- [Study questions]
1. Answer from the news report on the WHO's coronavirus warning below:
(a) Where was Tedros when he spoke to reporters?
(b) Which region has he pointed to for the likely spread of the illness?
(c) Who ordered a halt to US funding for the WHO?
2. List every lockdown measure that the news report on the WHO's coronavirus warning below names as eased or being relaxed by some governments.
3. Write the next part of the news report on the WHO's coronavirus warning below, starting after its last sentence.

The head of the World Health Organisation has warned "the worst is yet ahead of us" in the coronavirus outbreak, reviving the alarm just as many countries ease restrictive measures aimed at reducing its spread.
Director-general Tedros Adhanom Ghebreyesus did not specify why he believes the outbreak which has infected 2.5 million people and killed more than 166,000 could get worse.
But he and others have previously pointed to the likely spread of the illness through Africa, where health systems are less developed.
"Trust us. The worst is yet ahead of us," he told reporters from WHO headquarters in Geneva.
He added: "Let’s prevent this tragedy. It’s a virus that many people still don’t understand."
Some Asian and European governments have gradually eased or started relaxing lockdown measures like quarantines, school and business closures and restrictions on public gatherings, citing a decline in the growth of Covid-19 cases and deaths.
Mr Tedros and his agency have been on the defensiveafter President Donald Trump of the US - the WHO's biggest single donor - last week ordered a halt to US funding for the agency, alleging it botched the early response to the outbreak.
Among other things, Mr Trump insisted the WHO had failed to adequately share "in a timely and transparent" way information about the outbreak after it erupted in China late last year.

- [Given information]
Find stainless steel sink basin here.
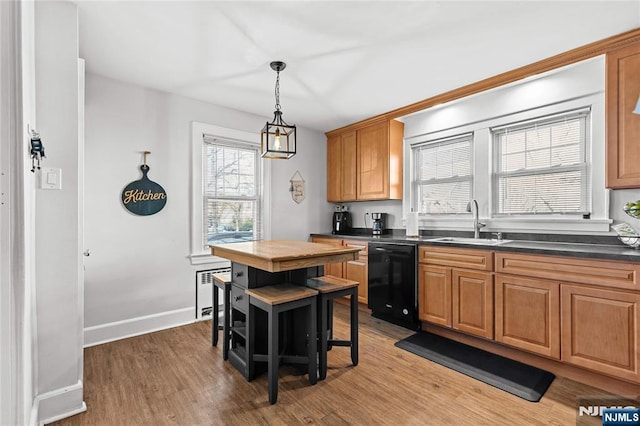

- [Answers to each task]
1.
(a) At WHO headquarters in Geneva.
(b) Africa.
(c) President Donald Trump.

2.
- Quarantines
- School closures
- Business closures
- Restrictions on public gatherings

3.
Mr Tedros said: "There is no secret in WHO because keeping things confidential or secret is dangerous. It’s a health issue.
"This virus is dangerous. It exploits cracks between us when we have differences."
He said US Centres for Disease Control and Prevention staff have been seconded to work with his agency, suggesting that was a sign of the WHO’s transparency.
"Having CDC staff means there is nothing hidden from the US from day one" Mr Tedros said. "Our CDC colleagues also know that we give information immediately to anyone."
In one of his starkest comparisons yet, the UN health agency chief also alluded to the Spanish Flu more than a century ago, saying the coronavirus has a "very dangerous combination… like the 1918 flu that killed up to 100 million people".
He called the illness "Public Enemy Number One" and said: "We have been warning from day one: this is a devil that everybody should fight."